[Stored data entries]
....................
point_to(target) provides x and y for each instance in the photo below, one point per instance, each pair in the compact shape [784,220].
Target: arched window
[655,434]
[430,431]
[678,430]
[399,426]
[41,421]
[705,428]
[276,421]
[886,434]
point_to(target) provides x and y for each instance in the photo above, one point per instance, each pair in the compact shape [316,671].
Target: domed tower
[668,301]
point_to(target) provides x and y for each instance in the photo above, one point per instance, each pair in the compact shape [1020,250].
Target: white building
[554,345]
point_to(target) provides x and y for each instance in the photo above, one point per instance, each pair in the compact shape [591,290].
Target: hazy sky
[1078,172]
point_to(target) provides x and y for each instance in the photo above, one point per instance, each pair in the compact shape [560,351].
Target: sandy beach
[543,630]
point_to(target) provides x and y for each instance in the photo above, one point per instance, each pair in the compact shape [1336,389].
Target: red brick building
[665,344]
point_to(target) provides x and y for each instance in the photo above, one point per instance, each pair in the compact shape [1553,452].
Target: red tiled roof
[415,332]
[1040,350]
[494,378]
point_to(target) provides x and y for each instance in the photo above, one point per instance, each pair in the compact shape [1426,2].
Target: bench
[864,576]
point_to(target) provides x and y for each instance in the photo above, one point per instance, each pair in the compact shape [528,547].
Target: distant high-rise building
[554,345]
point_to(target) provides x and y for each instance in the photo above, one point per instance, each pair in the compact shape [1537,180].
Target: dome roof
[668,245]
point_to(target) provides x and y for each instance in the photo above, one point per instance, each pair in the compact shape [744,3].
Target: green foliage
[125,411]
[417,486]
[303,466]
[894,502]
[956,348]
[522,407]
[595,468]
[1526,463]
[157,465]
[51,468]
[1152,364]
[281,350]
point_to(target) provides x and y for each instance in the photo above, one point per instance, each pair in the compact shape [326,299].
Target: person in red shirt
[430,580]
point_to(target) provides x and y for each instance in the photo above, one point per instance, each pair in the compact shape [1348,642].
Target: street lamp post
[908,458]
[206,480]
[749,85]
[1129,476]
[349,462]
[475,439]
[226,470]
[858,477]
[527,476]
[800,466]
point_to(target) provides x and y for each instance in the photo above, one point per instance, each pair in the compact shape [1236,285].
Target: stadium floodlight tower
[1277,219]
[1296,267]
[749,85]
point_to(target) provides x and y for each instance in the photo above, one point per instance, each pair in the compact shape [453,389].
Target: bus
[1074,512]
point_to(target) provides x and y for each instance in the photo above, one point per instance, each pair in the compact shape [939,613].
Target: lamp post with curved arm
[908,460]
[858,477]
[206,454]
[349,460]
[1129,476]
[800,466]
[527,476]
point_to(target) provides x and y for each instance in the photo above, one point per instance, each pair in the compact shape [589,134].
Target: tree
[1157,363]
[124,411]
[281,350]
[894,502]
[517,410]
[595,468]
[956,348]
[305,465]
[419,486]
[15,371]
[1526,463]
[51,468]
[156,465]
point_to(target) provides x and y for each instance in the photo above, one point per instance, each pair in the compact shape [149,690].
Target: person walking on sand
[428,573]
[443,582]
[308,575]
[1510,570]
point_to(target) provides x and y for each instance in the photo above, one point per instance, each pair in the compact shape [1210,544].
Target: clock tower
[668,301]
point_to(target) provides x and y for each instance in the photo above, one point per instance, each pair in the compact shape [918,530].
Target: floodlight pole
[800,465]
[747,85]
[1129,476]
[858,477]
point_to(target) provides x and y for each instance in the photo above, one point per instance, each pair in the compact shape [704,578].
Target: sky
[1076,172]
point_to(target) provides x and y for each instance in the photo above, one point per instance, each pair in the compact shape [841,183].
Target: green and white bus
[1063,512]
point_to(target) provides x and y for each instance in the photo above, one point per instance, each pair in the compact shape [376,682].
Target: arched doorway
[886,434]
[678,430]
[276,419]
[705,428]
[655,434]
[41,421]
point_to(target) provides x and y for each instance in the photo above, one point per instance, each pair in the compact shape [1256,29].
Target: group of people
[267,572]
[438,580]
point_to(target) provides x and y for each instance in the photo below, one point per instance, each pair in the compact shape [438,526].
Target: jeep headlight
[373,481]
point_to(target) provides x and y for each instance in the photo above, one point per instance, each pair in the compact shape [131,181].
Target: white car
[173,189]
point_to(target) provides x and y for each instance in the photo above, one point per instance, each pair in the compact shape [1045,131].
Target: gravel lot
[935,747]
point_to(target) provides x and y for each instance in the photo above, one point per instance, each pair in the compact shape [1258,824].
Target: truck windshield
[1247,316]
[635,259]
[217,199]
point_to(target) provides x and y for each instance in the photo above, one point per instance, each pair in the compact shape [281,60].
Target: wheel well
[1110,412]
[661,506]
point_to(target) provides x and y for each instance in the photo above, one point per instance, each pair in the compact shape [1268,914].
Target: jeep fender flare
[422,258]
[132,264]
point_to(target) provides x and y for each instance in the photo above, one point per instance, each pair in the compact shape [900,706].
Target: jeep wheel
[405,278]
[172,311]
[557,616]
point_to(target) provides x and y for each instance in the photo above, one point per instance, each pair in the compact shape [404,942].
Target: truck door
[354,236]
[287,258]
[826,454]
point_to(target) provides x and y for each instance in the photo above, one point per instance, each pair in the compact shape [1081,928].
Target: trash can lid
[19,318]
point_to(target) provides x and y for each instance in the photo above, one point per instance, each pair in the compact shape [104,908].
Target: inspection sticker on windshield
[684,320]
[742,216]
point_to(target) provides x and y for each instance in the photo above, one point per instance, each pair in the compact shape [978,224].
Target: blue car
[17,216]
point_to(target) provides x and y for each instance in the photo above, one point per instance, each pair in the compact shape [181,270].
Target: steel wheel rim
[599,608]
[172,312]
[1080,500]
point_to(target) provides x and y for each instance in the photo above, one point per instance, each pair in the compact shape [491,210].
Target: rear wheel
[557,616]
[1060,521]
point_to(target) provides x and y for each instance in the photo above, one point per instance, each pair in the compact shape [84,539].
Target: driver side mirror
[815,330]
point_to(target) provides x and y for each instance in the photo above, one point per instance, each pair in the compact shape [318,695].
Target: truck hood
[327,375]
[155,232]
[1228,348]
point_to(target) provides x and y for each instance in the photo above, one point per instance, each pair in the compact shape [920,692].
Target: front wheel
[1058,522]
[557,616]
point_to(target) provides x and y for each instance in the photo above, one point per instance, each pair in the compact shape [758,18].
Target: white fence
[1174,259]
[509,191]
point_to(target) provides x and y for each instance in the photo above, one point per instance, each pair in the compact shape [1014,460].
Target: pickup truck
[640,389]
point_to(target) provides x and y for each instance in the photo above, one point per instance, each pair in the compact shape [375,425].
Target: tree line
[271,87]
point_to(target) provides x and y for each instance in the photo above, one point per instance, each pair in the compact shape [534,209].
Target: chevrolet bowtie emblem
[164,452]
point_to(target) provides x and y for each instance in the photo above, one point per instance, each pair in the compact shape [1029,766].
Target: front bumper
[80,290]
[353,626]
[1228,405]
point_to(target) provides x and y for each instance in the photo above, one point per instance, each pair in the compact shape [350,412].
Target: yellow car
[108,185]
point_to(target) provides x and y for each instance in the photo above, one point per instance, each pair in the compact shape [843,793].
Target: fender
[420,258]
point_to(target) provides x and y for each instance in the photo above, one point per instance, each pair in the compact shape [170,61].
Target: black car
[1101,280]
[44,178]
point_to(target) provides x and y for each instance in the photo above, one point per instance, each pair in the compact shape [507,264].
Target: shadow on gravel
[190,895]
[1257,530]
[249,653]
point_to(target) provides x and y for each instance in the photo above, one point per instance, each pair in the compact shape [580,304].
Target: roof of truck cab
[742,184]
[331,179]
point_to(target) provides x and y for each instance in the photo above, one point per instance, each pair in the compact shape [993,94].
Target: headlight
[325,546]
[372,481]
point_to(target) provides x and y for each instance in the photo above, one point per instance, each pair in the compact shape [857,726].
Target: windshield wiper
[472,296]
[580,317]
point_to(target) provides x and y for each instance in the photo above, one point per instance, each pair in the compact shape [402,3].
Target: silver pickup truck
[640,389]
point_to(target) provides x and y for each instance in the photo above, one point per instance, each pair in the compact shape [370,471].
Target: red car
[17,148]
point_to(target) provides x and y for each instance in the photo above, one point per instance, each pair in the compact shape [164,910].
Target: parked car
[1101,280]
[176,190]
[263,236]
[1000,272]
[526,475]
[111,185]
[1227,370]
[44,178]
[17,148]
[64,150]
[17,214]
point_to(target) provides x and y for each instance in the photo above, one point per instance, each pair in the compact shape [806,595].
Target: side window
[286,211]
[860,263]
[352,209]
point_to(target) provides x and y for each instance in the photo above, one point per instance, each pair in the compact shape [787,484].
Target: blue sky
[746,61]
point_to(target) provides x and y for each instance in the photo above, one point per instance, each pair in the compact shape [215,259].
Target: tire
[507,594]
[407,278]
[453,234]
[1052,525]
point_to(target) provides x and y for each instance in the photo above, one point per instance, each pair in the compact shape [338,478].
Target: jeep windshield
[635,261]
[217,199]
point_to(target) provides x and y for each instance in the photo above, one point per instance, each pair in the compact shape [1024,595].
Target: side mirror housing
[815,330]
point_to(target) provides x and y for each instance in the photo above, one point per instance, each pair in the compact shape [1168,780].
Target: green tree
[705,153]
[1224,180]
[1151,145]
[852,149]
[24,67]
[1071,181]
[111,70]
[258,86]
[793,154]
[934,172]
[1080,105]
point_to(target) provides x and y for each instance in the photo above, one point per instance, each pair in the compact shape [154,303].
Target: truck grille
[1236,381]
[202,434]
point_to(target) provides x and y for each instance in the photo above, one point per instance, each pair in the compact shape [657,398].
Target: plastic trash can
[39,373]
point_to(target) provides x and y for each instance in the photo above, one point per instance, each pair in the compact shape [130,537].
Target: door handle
....................
Format the records as a JSON list of strings, one string per line and no blank lines, starting with the line that contains "compact shape [806,595]." and going on through the last line of the records.

[
  "point_to(target) provides x and y for each instance in the photo above, one point per instance, each pair in the compact shape [806,595].",
  "Target: side window",
  "[286,211]",
  "[860,263]",
  "[352,209]",
  "point_to(target) provides x and y for each instance in the photo above, one point per instance, each pair in the compact shape [787,484].",
  "Target: blue sky",
  "[746,61]",
  "point_to(target) provides x and y for each instance in the photo above, one point per instance, each pair in the compact shape [215,259].",
  "Target: tire",
  "[507,594]",
  "[407,278]",
  "[453,234]",
  "[1052,525]",
  "point_to(target) provides x and y for each instance in the photo above, one point per instance, each pair in the compact shape [338,478].",
  "Target: jeep windshield",
  "[635,261]",
  "[217,199]",
  "point_to(target) provides x and y for each instance in the photo above, one point per instance, each pair in the compact shape [1024,595].",
  "Target: side mirror housing",
  "[815,330]",
  "point_to(target) provides x and y for each instance in the photo above, one point per instance, each pair in the compact shape [1168,780].",
  "Target: green tree",
  "[705,153]",
  "[1224,180]",
  "[1151,145]",
  "[852,149]",
  "[24,67]",
  "[1071,181]",
  "[111,70]",
  "[258,86]",
  "[793,154]",
  "[934,172]",
  "[1080,105]",
  "point_to(target) provides x and y for each instance in the photo above, one point per instance, each pair in the compact shape [154,303].",
  "Target: truck grille",
  "[1236,381]",
  "[202,434]",
  "point_to(target) provides x and y for each instance in the photo above, one point per instance, each pair in the compact shape [657,398].",
  "Target: plastic trash can",
  "[39,373]",
  "point_to(target) provides x and y for each instance in the photo above, one point per instance, each pair in the compact shape [130,537].",
  "Target: door handle"
]